Kalte Progression abschaffen statt Regelsätze anheben

Vogel kritisiert, dass der Vorschlag von Sozialminister Hubertus Heil (SPD), die Regelsätze der Grundsicherung außer der Reihe anzuheben. Die jährliche Regelsatzanpassung basiere „ohnehin auf der jährlichen Inflationsrate“, weswegen zum 1. Januar 2023 auch ein kräftiger Anstieg kommen wir – „und für die Zeit bis dahin gab es eine Sonderzahlung“, gibt der FDP-Sozialexperte zu bedenken. Der Sozialdemokrat habe ihre Forderung nicht sachlich begründen können.

▶ **Aufgabenstellung 1**
Worauf basiert laut Seitentext die jährliche Regelsatzanpassung?
▶ **Aufgabenstellung 2**
Kopieren Sie aus dem Seitentext wortgetreu den Abschnitt von „Vogel kritisiert, dass“ bis „sachlich begründen können.“.
Das Material steht für sich und gehört nicht zum Seitentext.

(Auszüge aus einem Pointing-Datensatz)
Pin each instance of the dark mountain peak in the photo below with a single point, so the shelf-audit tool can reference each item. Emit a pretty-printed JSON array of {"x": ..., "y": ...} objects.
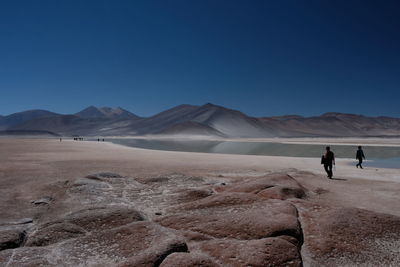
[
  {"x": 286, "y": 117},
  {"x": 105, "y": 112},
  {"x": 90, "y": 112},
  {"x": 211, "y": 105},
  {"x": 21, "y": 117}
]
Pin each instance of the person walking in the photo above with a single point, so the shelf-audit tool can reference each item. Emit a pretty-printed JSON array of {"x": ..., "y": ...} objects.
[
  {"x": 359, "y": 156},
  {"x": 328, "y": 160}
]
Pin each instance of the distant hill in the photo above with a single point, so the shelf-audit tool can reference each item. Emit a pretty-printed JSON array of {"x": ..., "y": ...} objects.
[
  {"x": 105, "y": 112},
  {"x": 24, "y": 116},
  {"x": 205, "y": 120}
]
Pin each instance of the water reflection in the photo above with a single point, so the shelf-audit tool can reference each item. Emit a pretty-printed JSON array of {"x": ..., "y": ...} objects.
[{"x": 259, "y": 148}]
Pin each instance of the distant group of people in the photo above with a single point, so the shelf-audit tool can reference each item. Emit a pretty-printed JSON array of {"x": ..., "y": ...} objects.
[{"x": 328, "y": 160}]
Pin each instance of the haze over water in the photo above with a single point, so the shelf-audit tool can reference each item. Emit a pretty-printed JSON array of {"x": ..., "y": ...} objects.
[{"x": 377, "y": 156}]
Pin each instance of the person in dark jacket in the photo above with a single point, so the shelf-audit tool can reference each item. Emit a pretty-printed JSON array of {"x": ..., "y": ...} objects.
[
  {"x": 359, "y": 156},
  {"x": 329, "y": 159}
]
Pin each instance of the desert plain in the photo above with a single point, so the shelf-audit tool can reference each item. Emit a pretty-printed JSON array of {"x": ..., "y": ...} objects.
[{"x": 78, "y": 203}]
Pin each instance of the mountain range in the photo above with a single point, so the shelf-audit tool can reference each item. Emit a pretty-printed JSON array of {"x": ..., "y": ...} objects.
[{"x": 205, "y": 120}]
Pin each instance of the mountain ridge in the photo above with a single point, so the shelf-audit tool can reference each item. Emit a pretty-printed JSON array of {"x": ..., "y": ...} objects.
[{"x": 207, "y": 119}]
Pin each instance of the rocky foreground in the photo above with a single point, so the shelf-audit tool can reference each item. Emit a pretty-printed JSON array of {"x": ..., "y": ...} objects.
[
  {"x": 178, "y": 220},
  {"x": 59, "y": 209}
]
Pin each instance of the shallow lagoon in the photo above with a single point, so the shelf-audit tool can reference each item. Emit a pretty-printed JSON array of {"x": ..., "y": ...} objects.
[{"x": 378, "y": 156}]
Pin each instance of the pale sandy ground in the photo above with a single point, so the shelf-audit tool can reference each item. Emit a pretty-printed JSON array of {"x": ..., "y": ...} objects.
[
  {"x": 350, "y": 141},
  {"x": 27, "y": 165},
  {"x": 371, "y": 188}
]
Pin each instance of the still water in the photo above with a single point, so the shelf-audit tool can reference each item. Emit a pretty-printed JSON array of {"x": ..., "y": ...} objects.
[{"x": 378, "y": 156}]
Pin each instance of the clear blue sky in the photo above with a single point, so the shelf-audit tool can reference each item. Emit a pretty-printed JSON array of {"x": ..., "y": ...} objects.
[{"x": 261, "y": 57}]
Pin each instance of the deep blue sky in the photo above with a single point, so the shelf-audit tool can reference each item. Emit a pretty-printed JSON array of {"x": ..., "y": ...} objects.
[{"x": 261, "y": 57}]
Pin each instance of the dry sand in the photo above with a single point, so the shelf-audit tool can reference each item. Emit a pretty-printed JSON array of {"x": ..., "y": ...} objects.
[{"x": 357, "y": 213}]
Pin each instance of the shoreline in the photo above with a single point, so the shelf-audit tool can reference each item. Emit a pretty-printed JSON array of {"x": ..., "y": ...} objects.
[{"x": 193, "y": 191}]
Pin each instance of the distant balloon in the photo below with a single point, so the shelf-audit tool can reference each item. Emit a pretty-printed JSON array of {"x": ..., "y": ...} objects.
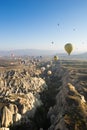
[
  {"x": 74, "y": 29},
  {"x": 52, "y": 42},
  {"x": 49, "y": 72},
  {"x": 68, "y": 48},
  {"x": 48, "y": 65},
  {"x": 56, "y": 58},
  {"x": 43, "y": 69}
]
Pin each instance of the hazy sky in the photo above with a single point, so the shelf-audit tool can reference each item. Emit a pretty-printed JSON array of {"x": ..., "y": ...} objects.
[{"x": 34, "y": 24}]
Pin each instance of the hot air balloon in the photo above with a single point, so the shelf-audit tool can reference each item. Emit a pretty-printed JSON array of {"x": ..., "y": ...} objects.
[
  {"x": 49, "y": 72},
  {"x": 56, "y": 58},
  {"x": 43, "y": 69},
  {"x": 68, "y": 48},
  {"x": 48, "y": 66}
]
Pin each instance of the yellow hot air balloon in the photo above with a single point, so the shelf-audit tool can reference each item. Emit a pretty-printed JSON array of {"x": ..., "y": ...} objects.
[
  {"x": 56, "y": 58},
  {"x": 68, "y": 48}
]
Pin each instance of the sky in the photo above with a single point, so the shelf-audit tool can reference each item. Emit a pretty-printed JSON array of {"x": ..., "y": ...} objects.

▶ **Richtiges Ergebnis 1**
Auf der jährlichen Inflationsrate.

▶ **Richtiges Ergebnis 2**
Vogel kritisiert, dass der Vorschlag von Sozialminister Hubertus Heil (SPD), die Regelsätze der Grundsicherung außer der Reihe anzuheben. Die jährliche Regelsatzanpassung basiere „ohnehin auf der jährlichen Inflationsrate“, weswegen zum 1. Januar 2023 auch ein kräftiger Anstieg kommen wir – „und für die Zeit bis dahin gab es eine Sonderzahlung“, gibt der FDP-Sozialexperte zu bedenken. Der Sozialdemokrat habe ihre Forderung nicht sachlich begründen können.